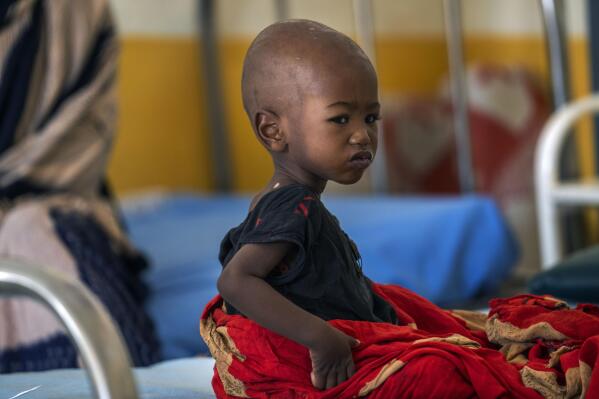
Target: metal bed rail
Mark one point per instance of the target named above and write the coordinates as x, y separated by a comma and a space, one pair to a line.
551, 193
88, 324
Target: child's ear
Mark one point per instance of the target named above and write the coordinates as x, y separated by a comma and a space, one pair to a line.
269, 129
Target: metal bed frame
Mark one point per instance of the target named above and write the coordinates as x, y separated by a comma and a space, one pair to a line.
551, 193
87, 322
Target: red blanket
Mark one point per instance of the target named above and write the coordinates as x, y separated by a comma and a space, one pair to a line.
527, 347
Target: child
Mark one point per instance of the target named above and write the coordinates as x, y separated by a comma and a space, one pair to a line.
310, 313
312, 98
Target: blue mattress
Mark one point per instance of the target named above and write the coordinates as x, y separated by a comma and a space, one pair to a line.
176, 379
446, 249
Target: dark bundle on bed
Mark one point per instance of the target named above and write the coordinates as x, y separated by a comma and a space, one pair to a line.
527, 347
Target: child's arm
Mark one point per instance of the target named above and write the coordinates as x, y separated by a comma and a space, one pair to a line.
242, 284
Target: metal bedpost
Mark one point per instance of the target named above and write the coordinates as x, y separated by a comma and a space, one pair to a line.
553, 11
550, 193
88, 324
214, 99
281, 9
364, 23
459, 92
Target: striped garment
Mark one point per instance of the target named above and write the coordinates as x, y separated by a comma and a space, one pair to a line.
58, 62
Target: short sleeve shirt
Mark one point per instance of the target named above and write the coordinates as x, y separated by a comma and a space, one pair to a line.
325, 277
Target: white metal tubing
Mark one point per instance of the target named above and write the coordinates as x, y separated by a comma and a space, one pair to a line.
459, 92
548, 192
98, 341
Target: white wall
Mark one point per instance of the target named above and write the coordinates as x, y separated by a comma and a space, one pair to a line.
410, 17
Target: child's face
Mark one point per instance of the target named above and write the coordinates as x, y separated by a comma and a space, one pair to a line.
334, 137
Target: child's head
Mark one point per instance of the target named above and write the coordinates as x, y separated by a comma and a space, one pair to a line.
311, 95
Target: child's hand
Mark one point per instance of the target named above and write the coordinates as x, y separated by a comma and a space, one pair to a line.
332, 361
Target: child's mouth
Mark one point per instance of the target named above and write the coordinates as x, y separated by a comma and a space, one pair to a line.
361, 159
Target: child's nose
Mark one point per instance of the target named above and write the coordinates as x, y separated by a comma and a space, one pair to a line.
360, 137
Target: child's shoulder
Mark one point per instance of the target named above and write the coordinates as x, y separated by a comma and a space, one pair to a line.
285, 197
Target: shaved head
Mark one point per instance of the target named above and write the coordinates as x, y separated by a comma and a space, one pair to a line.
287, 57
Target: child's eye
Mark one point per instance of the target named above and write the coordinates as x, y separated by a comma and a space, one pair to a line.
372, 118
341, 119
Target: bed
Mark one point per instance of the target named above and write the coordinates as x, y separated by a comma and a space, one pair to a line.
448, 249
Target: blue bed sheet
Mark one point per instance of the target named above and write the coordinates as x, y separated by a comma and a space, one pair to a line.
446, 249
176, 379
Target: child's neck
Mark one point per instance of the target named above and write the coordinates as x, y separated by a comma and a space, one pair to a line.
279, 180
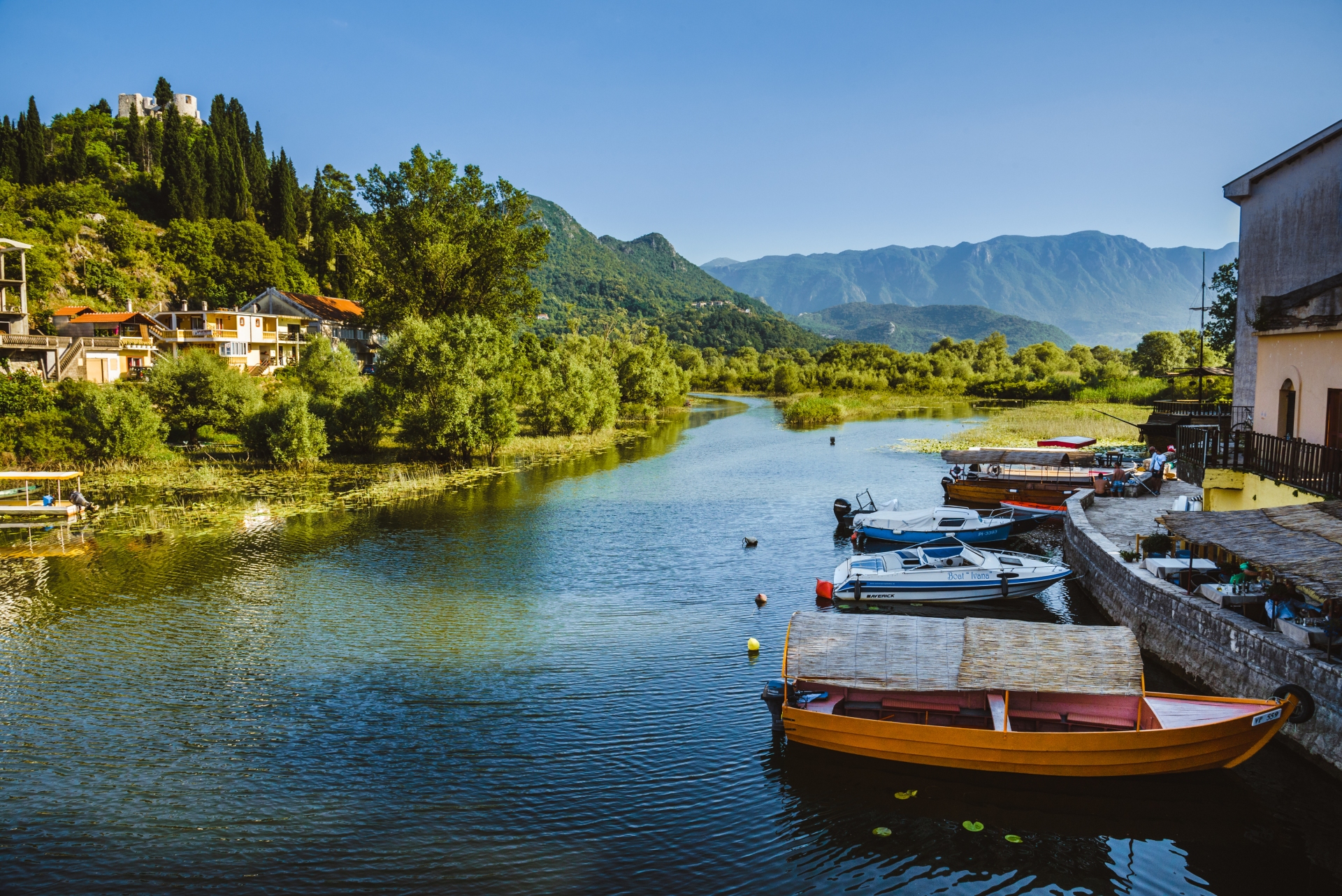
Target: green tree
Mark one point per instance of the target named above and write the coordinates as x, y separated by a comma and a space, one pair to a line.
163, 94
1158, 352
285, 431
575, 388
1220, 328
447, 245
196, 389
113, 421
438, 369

● ● ●

Add 53 to each x and y coordinate in the answers, and rewrite the entries from the line with "Target: child's neck" up to and including the last line of the entries, keeping every request unchanged. Leave the pictures out.

Target: child's neck
Mark one point per instance of the target named above and write the coordinates as x, y separated by a comma and a space, one pair to a line.
332, 233
Target: green tree
Mark one point per instance of the target named above and write the coordinates as x, y separated by a comma and a space, one pair to a line.
216, 147
1211, 405
338, 484
628, 441
1273, 381
500, 298
249, 442
166, 474
491, 422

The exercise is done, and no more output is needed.